* [PROBLEM] The data follows this line. Copy verbatim the line with "Exercise. Mark the" and each line after it to the end.

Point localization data
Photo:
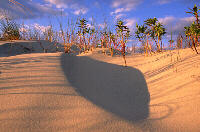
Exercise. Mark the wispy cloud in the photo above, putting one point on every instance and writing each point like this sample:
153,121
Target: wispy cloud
126,4
38,10
83,11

* [ANSWER SECTION]
Exercise. Mark the wispy cloud in the photo above, putting one point on every instance and writing each point like this sample:
153,121
Target: wispy cloud
126,4
38,10
83,11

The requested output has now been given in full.